:: TASK DATA
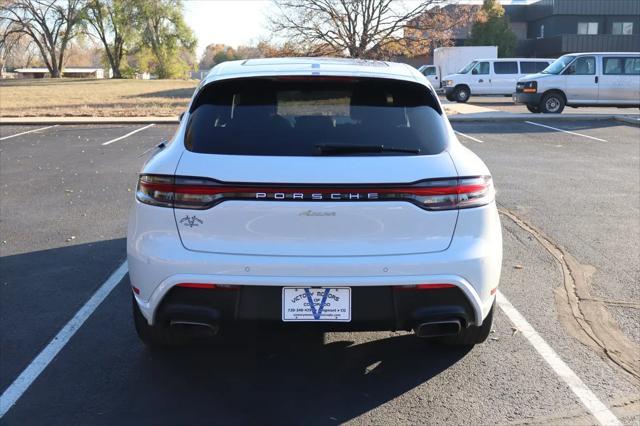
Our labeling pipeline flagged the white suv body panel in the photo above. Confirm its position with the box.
[127,59,502,325]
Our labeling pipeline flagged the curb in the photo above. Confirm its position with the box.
[448,113,618,122]
[0,117,180,125]
[0,113,640,126]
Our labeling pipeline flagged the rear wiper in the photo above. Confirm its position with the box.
[316,144,420,155]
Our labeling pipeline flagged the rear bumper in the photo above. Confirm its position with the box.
[512,92,542,106]
[127,203,502,329]
[156,286,477,331]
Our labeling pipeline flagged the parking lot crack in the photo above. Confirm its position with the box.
[500,208,640,380]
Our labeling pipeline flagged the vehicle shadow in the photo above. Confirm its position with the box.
[136,332,469,424]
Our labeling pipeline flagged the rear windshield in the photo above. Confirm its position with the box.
[185,77,447,156]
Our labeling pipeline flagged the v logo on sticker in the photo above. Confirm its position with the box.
[304,288,329,320]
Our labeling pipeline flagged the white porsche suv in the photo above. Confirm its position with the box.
[127,58,502,345]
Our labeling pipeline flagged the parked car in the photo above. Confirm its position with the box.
[127,58,502,345]
[442,58,554,102]
[418,46,498,89]
[513,52,640,113]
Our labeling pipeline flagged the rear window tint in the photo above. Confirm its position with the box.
[493,62,518,74]
[185,77,447,156]
[520,61,549,74]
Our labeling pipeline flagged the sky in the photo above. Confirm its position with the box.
[184,0,273,57]
[184,0,533,57]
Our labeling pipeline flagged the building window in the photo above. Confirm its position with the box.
[611,22,633,35]
[578,22,598,35]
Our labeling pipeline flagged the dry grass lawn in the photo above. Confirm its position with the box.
[0,79,198,117]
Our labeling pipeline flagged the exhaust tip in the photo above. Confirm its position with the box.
[414,319,462,337]
[169,320,220,336]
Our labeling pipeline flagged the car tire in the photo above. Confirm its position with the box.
[439,302,496,346]
[453,86,471,104]
[131,295,184,348]
[540,92,565,114]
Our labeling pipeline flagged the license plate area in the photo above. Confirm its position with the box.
[282,287,351,322]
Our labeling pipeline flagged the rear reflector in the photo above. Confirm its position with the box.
[175,283,238,290]
[136,175,495,210]
[393,284,455,290]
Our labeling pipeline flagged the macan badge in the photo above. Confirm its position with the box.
[180,215,204,228]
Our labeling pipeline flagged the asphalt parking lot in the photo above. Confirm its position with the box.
[0,115,640,425]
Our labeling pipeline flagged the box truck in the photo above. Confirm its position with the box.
[419,46,498,89]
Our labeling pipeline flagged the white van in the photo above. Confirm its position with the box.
[513,52,640,113]
[442,58,555,102]
[418,46,498,90]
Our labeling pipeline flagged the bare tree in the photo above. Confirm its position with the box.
[270,0,472,58]
[0,0,84,78]
[87,0,137,78]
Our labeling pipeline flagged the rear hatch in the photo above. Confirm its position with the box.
[175,77,457,256]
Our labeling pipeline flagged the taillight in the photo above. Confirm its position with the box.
[136,175,495,210]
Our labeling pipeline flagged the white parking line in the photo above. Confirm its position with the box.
[496,292,621,425]
[454,130,484,143]
[102,123,155,145]
[525,121,606,142]
[0,261,128,418]
[0,124,59,141]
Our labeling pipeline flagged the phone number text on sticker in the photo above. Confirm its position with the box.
[282,287,351,322]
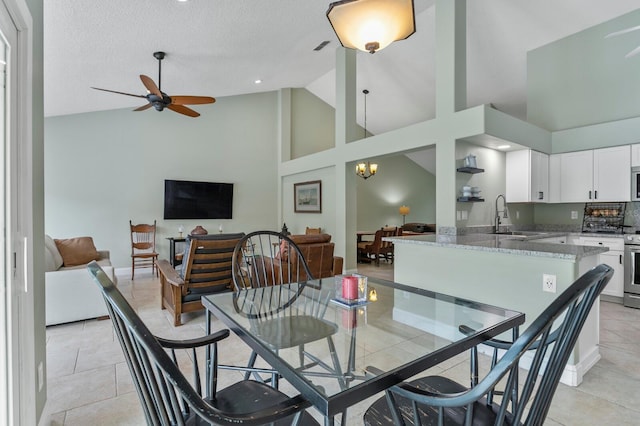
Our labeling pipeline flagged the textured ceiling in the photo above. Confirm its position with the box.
[44,0,640,134]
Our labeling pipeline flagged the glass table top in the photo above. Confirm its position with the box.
[203,277,524,415]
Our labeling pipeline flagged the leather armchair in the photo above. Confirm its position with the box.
[268,234,344,284]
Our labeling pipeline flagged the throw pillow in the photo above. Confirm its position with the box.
[44,245,57,272]
[44,234,63,271]
[54,237,100,266]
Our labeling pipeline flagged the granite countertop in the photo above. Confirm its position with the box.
[385,232,608,261]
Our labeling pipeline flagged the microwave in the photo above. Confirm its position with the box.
[631,167,640,201]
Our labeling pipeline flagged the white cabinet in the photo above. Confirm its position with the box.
[577,237,624,298]
[631,143,640,167]
[506,149,549,203]
[551,145,631,203]
[559,151,593,203]
[593,145,631,201]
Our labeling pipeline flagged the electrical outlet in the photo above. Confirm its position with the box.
[542,274,556,293]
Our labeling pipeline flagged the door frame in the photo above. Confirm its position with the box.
[0,0,33,425]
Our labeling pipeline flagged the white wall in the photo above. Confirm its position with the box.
[45,92,281,267]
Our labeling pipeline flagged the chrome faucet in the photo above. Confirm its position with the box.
[493,194,509,233]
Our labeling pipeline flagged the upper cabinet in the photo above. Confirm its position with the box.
[506,149,549,203]
[550,145,631,203]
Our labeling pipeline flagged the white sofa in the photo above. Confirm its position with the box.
[45,235,116,325]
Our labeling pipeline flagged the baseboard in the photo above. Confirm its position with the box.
[478,345,602,387]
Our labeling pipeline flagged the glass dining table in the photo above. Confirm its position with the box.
[202,277,525,425]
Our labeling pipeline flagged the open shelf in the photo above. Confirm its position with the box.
[458,197,484,203]
[456,167,484,174]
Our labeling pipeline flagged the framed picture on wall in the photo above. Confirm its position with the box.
[293,180,322,213]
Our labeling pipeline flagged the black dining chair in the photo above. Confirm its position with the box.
[364,264,613,426]
[88,261,318,426]
[232,231,346,387]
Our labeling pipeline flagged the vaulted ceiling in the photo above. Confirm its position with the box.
[44,0,640,134]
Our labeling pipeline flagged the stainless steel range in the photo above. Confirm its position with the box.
[624,234,640,308]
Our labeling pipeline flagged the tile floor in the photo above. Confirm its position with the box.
[40,263,640,426]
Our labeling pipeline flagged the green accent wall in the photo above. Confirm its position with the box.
[356,153,436,231]
[527,9,640,131]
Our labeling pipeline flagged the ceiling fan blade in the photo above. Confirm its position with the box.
[604,25,640,38]
[134,104,151,111]
[171,96,216,105]
[167,104,200,117]
[140,74,162,99]
[92,87,146,98]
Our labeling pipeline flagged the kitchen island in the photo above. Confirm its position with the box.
[388,233,607,386]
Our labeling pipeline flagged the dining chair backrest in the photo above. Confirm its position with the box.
[232,231,314,291]
[129,220,156,255]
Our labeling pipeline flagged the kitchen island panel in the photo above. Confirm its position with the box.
[394,239,600,386]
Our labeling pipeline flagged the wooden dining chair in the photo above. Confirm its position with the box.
[129,220,158,279]
[358,226,398,266]
[88,261,318,426]
[364,264,613,426]
[157,233,244,327]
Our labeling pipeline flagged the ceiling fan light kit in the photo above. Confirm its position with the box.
[92,52,216,117]
[327,0,416,53]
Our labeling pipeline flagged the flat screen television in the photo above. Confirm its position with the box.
[164,179,233,219]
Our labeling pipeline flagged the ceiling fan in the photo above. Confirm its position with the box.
[92,52,216,117]
[604,25,640,58]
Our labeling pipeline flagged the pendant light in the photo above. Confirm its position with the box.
[327,0,416,53]
[356,89,378,180]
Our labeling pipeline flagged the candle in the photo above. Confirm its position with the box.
[342,276,358,300]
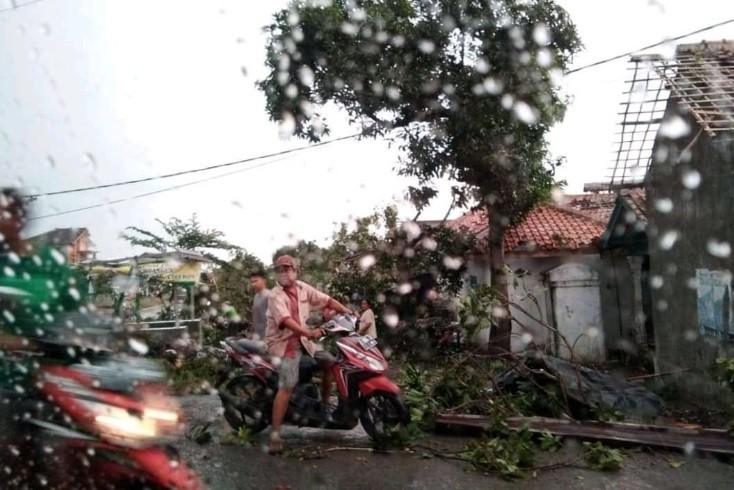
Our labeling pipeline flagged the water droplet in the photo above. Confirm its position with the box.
[341,22,359,36]
[658,230,680,250]
[658,115,691,139]
[82,153,97,172]
[285,83,298,99]
[385,87,400,100]
[443,255,464,270]
[382,312,400,328]
[533,23,551,46]
[298,65,314,87]
[500,94,515,111]
[512,100,538,124]
[359,254,377,271]
[421,237,438,252]
[655,197,673,214]
[683,441,696,456]
[706,238,731,259]
[403,221,421,240]
[418,39,436,54]
[69,288,82,301]
[682,170,701,190]
[538,48,553,68]
[127,337,149,356]
[482,77,504,95]
[49,248,66,265]
[650,275,665,289]
[278,112,296,139]
[398,282,413,296]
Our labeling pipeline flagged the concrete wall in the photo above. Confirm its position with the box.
[647,102,734,378]
[465,253,632,358]
[601,251,636,356]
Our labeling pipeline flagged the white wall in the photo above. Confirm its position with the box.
[466,253,619,360]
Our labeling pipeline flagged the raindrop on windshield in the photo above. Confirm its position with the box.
[513,100,538,124]
[382,312,400,328]
[658,230,680,250]
[128,337,149,356]
[658,115,691,139]
[443,255,464,270]
[418,39,436,54]
[82,153,97,173]
[706,238,731,259]
[533,24,551,46]
[682,170,701,190]
[359,254,377,271]
[403,221,421,240]
[655,197,673,214]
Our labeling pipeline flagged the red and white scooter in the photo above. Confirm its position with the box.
[0,312,204,490]
[218,315,410,443]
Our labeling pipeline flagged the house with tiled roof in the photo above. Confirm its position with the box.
[644,41,734,380]
[449,193,618,362]
[28,228,97,264]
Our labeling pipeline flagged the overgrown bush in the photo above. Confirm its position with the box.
[168,356,220,395]
[463,429,536,478]
[584,442,624,471]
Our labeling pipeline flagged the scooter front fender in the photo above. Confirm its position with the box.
[359,374,400,396]
[127,447,205,490]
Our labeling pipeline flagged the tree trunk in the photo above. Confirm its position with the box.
[487,207,512,354]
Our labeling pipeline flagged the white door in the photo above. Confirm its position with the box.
[548,264,606,362]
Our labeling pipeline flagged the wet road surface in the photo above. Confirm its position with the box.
[177,396,734,490]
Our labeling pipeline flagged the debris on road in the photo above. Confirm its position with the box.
[496,354,664,420]
[435,414,734,455]
[186,422,213,444]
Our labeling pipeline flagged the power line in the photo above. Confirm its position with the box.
[0,0,45,14]
[565,19,734,75]
[23,133,362,199]
[28,156,289,221]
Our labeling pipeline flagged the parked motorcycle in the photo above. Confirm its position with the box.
[0,315,204,490]
[218,315,410,444]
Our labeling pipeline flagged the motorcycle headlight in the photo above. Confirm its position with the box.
[79,400,179,446]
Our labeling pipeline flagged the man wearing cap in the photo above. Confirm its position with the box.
[265,255,352,454]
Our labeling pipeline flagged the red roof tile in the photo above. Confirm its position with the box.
[449,204,605,252]
[619,189,647,222]
[558,192,617,224]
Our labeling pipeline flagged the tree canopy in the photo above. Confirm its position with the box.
[260,0,581,347]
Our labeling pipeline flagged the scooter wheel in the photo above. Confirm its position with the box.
[220,376,272,434]
[359,391,410,445]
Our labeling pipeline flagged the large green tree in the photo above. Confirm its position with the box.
[260,0,581,349]
[122,213,239,264]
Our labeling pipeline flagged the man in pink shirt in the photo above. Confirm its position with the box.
[265,255,351,454]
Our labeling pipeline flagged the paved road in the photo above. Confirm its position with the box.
[178,396,734,490]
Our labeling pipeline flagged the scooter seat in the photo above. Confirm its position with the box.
[313,350,336,368]
[227,339,268,356]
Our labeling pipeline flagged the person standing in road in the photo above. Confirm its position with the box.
[359,299,377,339]
[250,271,270,340]
[265,255,351,454]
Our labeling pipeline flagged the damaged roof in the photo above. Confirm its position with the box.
[654,41,734,136]
[449,195,615,253]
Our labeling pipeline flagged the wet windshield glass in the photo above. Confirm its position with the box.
[0,0,734,489]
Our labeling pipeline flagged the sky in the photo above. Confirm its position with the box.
[0,0,734,261]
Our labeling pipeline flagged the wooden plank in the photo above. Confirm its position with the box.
[436,414,734,454]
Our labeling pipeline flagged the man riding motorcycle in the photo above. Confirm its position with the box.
[265,255,352,454]
[0,189,87,350]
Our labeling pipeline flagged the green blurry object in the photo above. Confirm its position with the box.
[0,247,88,337]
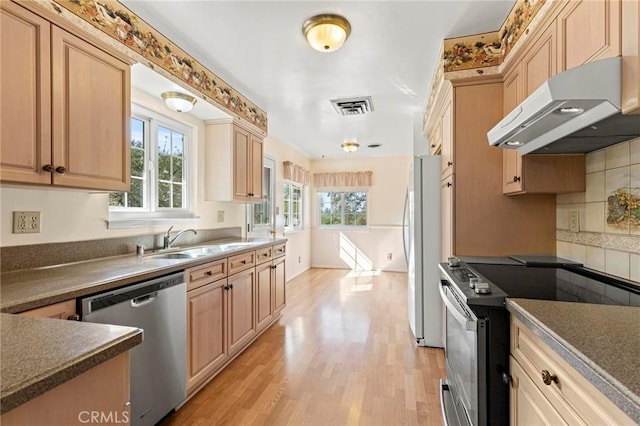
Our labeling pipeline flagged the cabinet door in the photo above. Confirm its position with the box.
[440,175,455,262]
[273,257,287,315]
[20,299,76,320]
[187,279,227,390]
[249,135,264,202]
[557,0,621,71]
[256,262,274,331]
[522,25,556,98]
[0,1,51,184]
[509,357,567,426]
[233,126,251,201]
[228,268,256,355]
[502,68,523,194]
[441,99,455,177]
[51,26,131,191]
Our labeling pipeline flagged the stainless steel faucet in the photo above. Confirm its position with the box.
[162,226,198,249]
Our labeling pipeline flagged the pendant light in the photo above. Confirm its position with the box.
[302,14,351,52]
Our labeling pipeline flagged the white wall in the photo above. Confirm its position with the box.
[556,139,640,283]
[0,89,245,247]
[264,136,311,280]
[311,156,411,271]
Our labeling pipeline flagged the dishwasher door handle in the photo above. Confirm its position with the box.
[131,291,158,308]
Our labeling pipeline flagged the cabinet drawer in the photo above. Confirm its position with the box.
[187,259,228,291]
[273,243,287,259]
[256,247,273,265]
[229,251,256,275]
[511,317,633,425]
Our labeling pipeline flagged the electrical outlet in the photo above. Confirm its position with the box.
[569,210,580,232]
[13,212,40,234]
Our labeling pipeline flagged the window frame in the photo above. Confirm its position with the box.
[107,104,195,228]
[247,156,276,237]
[282,181,304,232]
[315,188,371,230]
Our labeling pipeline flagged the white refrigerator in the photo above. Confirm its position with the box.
[403,155,443,348]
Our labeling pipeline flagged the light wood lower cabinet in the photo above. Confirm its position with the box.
[20,299,78,320]
[227,268,256,355]
[186,244,286,395]
[187,278,228,390]
[0,351,130,426]
[510,317,635,425]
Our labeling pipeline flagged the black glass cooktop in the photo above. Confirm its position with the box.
[468,263,640,306]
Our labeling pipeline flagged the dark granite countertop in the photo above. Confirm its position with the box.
[0,238,287,313]
[0,314,142,413]
[507,299,640,423]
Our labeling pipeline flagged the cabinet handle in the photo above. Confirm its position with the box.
[542,370,558,385]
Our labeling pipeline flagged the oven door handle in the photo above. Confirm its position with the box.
[439,282,478,331]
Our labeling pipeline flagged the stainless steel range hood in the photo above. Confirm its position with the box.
[487,57,640,154]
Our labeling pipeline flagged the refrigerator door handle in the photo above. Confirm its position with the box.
[402,188,409,267]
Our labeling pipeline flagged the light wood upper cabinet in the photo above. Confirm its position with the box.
[0,1,51,184]
[502,24,586,195]
[206,120,263,203]
[0,2,131,191]
[556,0,623,71]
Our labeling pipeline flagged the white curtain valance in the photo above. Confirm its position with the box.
[313,171,373,188]
[282,161,311,185]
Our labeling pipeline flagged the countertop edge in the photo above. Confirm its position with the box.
[507,298,640,419]
[0,237,288,314]
[0,329,142,414]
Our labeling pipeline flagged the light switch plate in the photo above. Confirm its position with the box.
[13,212,40,234]
[569,210,580,232]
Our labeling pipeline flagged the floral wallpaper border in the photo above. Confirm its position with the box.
[556,229,640,253]
[49,0,267,132]
[442,0,548,72]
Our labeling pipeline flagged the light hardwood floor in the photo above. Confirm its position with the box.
[164,269,444,426]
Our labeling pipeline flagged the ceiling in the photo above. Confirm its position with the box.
[121,0,514,158]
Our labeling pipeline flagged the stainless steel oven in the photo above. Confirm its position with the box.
[440,280,486,425]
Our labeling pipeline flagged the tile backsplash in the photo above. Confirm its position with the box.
[556,139,640,282]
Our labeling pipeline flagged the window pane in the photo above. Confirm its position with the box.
[173,157,183,182]
[172,183,182,209]
[131,117,145,149]
[109,192,125,207]
[158,182,171,207]
[131,148,145,177]
[127,177,144,208]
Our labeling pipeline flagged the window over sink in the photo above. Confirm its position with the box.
[109,104,193,227]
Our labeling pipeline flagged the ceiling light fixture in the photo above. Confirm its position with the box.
[302,14,351,52]
[340,141,360,152]
[160,92,196,112]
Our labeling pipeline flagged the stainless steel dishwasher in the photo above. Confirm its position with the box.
[81,273,187,426]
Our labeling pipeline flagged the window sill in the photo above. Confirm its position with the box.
[107,215,200,229]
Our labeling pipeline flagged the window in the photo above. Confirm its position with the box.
[247,157,276,236]
[318,192,367,227]
[109,107,191,217]
[283,183,302,231]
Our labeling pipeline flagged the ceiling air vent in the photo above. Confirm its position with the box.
[330,96,373,115]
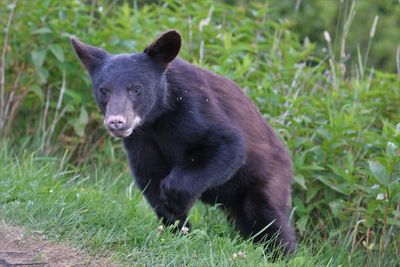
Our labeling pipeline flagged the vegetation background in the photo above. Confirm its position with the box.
[0,0,400,266]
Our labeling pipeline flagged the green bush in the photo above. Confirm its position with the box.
[0,0,400,262]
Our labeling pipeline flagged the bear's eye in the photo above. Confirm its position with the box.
[100,87,110,97]
[128,85,142,95]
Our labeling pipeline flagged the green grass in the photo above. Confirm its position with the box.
[0,143,395,266]
[0,0,400,266]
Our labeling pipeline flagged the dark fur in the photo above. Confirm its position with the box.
[71,31,295,255]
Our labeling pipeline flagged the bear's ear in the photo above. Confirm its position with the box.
[143,30,182,67]
[70,37,108,75]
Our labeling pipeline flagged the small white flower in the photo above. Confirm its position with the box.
[371,184,380,190]
[238,251,246,258]
[324,31,331,43]
[181,226,189,235]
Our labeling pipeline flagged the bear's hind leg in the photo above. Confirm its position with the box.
[232,194,296,254]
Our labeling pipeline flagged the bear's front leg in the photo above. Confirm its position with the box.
[160,127,246,218]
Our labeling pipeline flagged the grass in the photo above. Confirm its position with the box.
[0,0,400,266]
[0,143,395,266]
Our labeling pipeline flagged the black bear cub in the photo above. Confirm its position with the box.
[71,30,295,253]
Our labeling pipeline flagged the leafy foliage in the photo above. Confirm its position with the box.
[0,0,400,264]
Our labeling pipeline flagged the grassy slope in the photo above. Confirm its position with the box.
[0,143,396,266]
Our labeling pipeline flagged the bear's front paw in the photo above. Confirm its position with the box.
[160,179,193,216]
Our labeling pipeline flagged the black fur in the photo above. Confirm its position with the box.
[71,31,295,255]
::::
| AIM |
Copy the entries above from their beginning through the line that contains "[316,144,420,155]", including both ends. Omit the pictures.

| OUTPUT FOR THIS EXERCISE |
Our labeling pipeline flagged the white suv body panel in the photo above. Confirm its position with the box.
[127,59,502,325]
Our labeling pipeline flagged the curb in the photo above. Confirm its position with the box.
[448,113,618,122]
[0,117,180,125]
[0,113,640,126]
Our labeling pipeline flagged the rear wiper in the photo above. Confirm its position with the box.
[316,144,420,155]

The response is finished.